- OBJECTIVE -
Convert the records between the lines holding "Where can you see the zucchini" and "(1056, 665)", inclusive, into a two-column CSV with the columns text and answer. Give one row per record, with each value in its own quoted field and line breaks replaced by spaces.

- INFORMATION SHOWN -
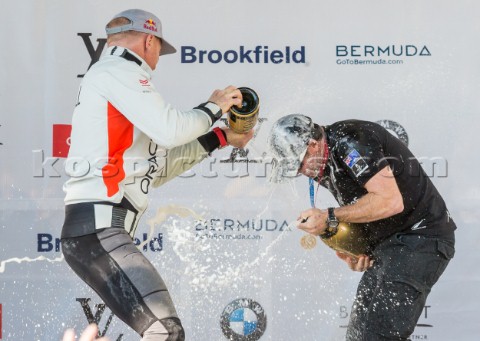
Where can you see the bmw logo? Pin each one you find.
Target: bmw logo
(243, 320)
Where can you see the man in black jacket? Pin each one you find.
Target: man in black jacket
(381, 189)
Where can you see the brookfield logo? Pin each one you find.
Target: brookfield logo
(244, 55)
(382, 51)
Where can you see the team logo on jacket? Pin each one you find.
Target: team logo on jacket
(61, 140)
(150, 25)
(243, 320)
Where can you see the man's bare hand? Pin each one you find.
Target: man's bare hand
(227, 98)
(313, 221)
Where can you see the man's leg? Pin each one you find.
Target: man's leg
(406, 267)
(128, 283)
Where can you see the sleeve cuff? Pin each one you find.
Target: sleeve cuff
(210, 141)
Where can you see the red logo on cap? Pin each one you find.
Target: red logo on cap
(150, 25)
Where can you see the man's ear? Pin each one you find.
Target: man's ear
(149, 41)
(313, 144)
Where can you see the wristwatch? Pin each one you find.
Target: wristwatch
(332, 224)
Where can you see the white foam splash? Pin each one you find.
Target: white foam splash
(27, 260)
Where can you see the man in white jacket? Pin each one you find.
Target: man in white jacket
(125, 140)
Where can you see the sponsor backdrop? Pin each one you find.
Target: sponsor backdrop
(220, 235)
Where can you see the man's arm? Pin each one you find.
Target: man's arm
(182, 158)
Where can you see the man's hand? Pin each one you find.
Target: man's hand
(89, 334)
(313, 221)
(360, 263)
(227, 98)
(238, 140)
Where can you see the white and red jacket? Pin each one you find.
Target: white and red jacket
(121, 131)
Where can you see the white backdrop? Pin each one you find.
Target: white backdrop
(414, 63)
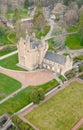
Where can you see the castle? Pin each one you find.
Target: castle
(33, 53)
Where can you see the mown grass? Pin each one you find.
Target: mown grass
(22, 99)
(77, 58)
(7, 85)
(4, 52)
(20, 124)
(73, 42)
(72, 28)
(10, 63)
(62, 78)
(62, 111)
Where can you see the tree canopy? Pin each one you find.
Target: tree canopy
(81, 27)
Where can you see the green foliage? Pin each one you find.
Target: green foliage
(79, 2)
(81, 27)
(16, 15)
(39, 21)
(37, 95)
(72, 28)
(26, 4)
(81, 76)
(41, 94)
(81, 68)
(3, 36)
(20, 124)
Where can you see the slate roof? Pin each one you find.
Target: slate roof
(60, 59)
(34, 43)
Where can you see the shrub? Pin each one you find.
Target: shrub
(37, 95)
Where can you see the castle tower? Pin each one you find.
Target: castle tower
(31, 52)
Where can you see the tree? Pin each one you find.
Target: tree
(26, 4)
(16, 15)
(81, 27)
(41, 94)
(39, 21)
(37, 95)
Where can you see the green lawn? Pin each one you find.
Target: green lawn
(22, 99)
(73, 42)
(62, 78)
(81, 76)
(23, 13)
(62, 111)
(77, 58)
(10, 62)
(7, 86)
(72, 28)
(81, 128)
(20, 124)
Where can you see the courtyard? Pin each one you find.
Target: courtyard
(60, 112)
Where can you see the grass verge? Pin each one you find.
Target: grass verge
(10, 63)
(7, 85)
(22, 99)
(62, 111)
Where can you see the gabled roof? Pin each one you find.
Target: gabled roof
(60, 59)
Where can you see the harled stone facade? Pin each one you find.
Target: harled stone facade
(31, 52)
(34, 53)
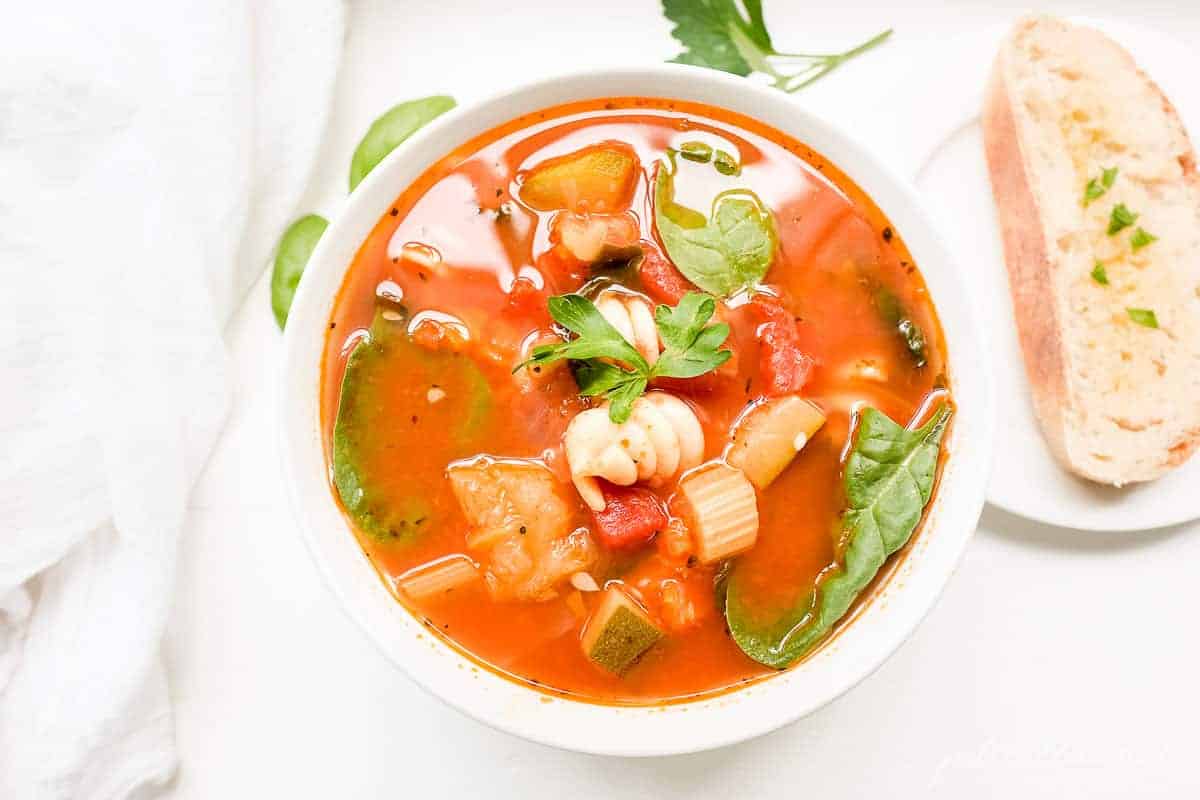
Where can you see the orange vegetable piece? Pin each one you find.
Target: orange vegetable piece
(599, 178)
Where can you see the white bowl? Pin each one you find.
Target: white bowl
(636, 731)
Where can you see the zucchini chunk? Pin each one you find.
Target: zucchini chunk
(438, 578)
(599, 178)
(618, 632)
(768, 435)
(720, 510)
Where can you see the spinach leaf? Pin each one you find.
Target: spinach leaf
(888, 480)
(366, 434)
(715, 34)
(894, 313)
(390, 130)
(291, 257)
(726, 252)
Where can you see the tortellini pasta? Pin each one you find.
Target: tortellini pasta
(634, 318)
(661, 439)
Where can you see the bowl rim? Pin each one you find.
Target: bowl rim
(877, 630)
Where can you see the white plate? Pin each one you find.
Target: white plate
(942, 145)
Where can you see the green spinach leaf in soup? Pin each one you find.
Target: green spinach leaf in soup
(391, 128)
(291, 257)
(730, 250)
(366, 438)
(888, 480)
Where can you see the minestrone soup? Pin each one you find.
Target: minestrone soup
(633, 400)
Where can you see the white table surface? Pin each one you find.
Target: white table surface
(1056, 665)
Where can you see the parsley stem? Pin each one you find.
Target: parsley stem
(819, 64)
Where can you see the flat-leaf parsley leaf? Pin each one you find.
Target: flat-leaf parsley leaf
(1121, 218)
(718, 35)
(1098, 186)
(1141, 238)
(1145, 317)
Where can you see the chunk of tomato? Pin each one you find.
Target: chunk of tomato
(630, 518)
(660, 278)
(527, 301)
(563, 272)
(783, 367)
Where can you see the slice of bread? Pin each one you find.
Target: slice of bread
(1117, 401)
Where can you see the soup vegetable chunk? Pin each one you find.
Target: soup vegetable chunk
(634, 401)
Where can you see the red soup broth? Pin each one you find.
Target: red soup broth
(835, 250)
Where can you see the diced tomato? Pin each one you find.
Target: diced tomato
(630, 518)
(660, 278)
(435, 335)
(528, 301)
(783, 367)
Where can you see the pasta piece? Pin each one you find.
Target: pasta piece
(768, 435)
(438, 578)
(634, 319)
(660, 439)
(618, 632)
(720, 510)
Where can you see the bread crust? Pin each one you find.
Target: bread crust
(1036, 274)
(1027, 257)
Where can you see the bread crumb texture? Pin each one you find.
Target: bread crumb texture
(1129, 395)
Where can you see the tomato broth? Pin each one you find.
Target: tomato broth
(467, 266)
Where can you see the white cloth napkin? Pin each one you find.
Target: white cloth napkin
(149, 155)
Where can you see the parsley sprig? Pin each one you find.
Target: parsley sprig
(609, 366)
(715, 34)
(1098, 186)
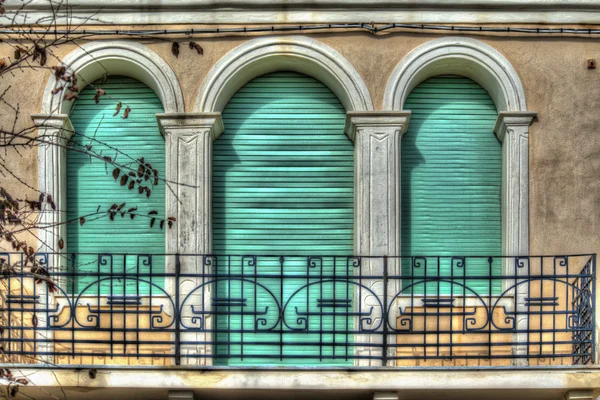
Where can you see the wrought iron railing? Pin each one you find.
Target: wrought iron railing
(340, 311)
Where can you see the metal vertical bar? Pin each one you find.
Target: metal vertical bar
(177, 313)
(281, 261)
(384, 314)
(242, 266)
(137, 303)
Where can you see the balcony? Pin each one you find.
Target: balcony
(324, 311)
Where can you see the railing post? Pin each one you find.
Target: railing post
(189, 138)
(377, 137)
(384, 315)
(177, 314)
(595, 312)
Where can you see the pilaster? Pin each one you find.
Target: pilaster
(188, 138)
(54, 131)
(512, 129)
(377, 137)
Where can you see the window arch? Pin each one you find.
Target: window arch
(451, 174)
(282, 186)
(91, 186)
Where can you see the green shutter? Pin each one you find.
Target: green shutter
(282, 185)
(451, 178)
(90, 183)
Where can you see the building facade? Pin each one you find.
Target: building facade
(310, 199)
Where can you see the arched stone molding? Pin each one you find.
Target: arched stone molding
(490, 69)
(458, 56)
(288, 53)
(93, 60)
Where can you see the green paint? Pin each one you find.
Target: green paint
(282, 185)
(451, 181)
(90, 184)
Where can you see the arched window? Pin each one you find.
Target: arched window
(99, 244)
(282, 186)
(451, 187)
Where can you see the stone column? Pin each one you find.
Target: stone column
(512, 129)
(377, 138)
(189, 139)
(54, 132)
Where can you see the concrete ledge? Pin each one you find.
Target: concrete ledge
(317, 379)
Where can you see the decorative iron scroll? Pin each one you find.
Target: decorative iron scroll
(288, 310)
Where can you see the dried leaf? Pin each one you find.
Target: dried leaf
(175, 49)
(99, 92)
(196, 46)
(71, 96)
(59, 71)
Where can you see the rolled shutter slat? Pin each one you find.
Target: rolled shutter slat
(282, 185)
(451, 181)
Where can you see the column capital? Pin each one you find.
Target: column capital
(397, 120)
(512, 119)
(58, 122)
(170, 123)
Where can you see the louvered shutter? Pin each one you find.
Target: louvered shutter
(451, 180)
(90, 184)
(282, 185)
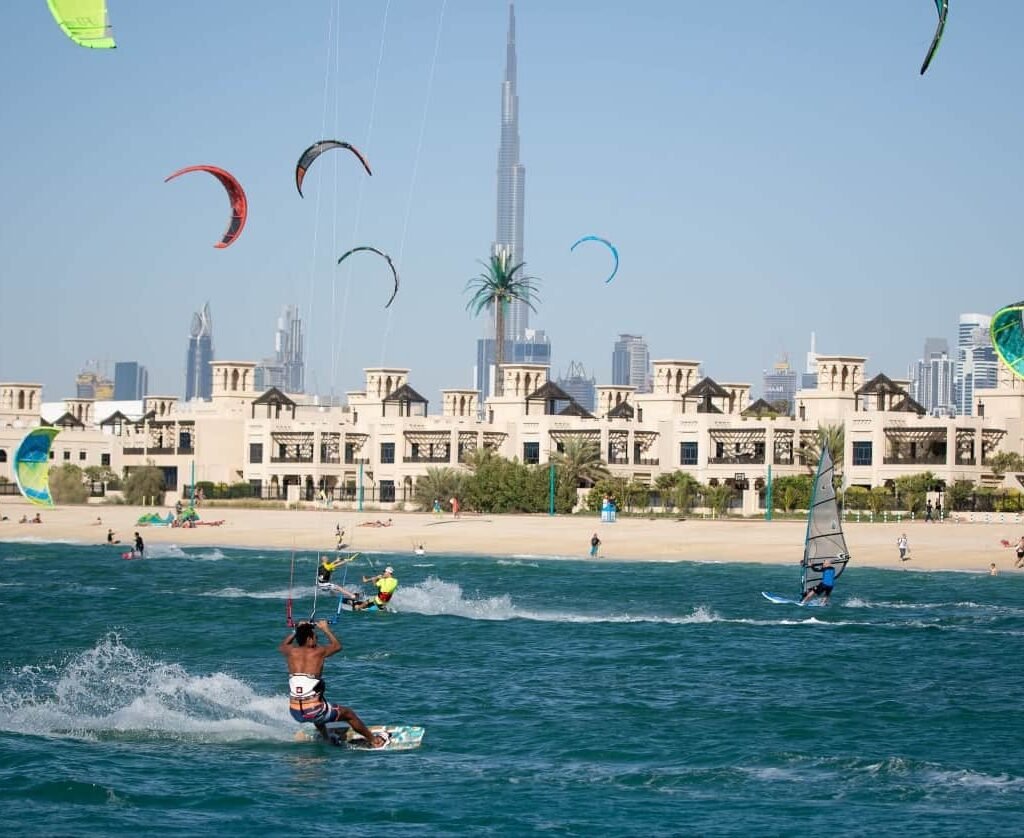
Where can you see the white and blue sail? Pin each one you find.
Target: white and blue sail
(824, 537)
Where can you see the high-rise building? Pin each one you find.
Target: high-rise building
(93, 384)
(288, 348)
(631, 363)
(809, 378)
(932, 378)
(131, 381)
(780, 386)
(199, 374)
(535, 347)
(577, 383)
(977, 364)
(511, 183)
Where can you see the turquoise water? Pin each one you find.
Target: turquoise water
(559, 697)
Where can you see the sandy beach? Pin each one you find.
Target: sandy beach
(948, 546)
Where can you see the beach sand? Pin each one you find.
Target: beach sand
(947, 546)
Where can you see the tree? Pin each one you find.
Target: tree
(144, 484)
(579, 463)
(500, 285)
(1006, 461)
(67, 485)
(438, 484)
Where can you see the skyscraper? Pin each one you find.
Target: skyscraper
(631, 363)
(288, 348)
(932, 378)
(977, 364)
(199, 374)
(780, 385)
(511, 183)
(131, 381)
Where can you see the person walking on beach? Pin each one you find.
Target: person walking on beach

- EXERCISE SOLUTION -
text,answer
"Where can you see the zucchini chunk? Pin each one you find. Target: zucchini chunk","(438, 578) (599, 178) (618, 632) (768, 435) (720, 510)"
"Where can you see the spinach leaf? Pin each one you find. Target: spinach leaf","(888, 480) (366, 434) (715, 34) (894, 313) (390, 130) (291, 257) (726, 252)"
"Where can you see the tortellini pasta? Pin each one you find. Target: tortellini pasta","(634, 318) (661, 439)"
"Where can you see the bowl rim? Pin each one you find. Target: bowl rim","(877, 630)"
"Where can you see the white plate? Pin each one you find. Target: white plate","(942, 145)"
"Where can you see the green spinach leaf in soup? Pin each one you find. Target: green spinach leaf in soup","(391, 128) (291, 257) (730, 250) (366, 438) (888, 480)"
"Where can you see the minestrone soup? Pin each one you find. Target: minestrone soup","(633, 400)"
"Where can you see the white table surface? Pin each one you find. Target: white table surface","(1056, 665)"